■ Lines of data ■
━━━

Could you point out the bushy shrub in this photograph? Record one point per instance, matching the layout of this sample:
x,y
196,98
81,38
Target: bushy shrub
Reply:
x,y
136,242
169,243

━━━

■ DIRECTIVE ■
Rewrite the records above, changing "bushy shrub" to "leafy shrub" wherever it appears and leaving everything else as is.

■ RESULT BELOW ■
Could you point out the leafy shrub in this photograph? Record one point per instance, matching the layout of this sample:
x,y
196,98
81,38
Target: leafy shrub
Reply:
x,y
136,242
169,243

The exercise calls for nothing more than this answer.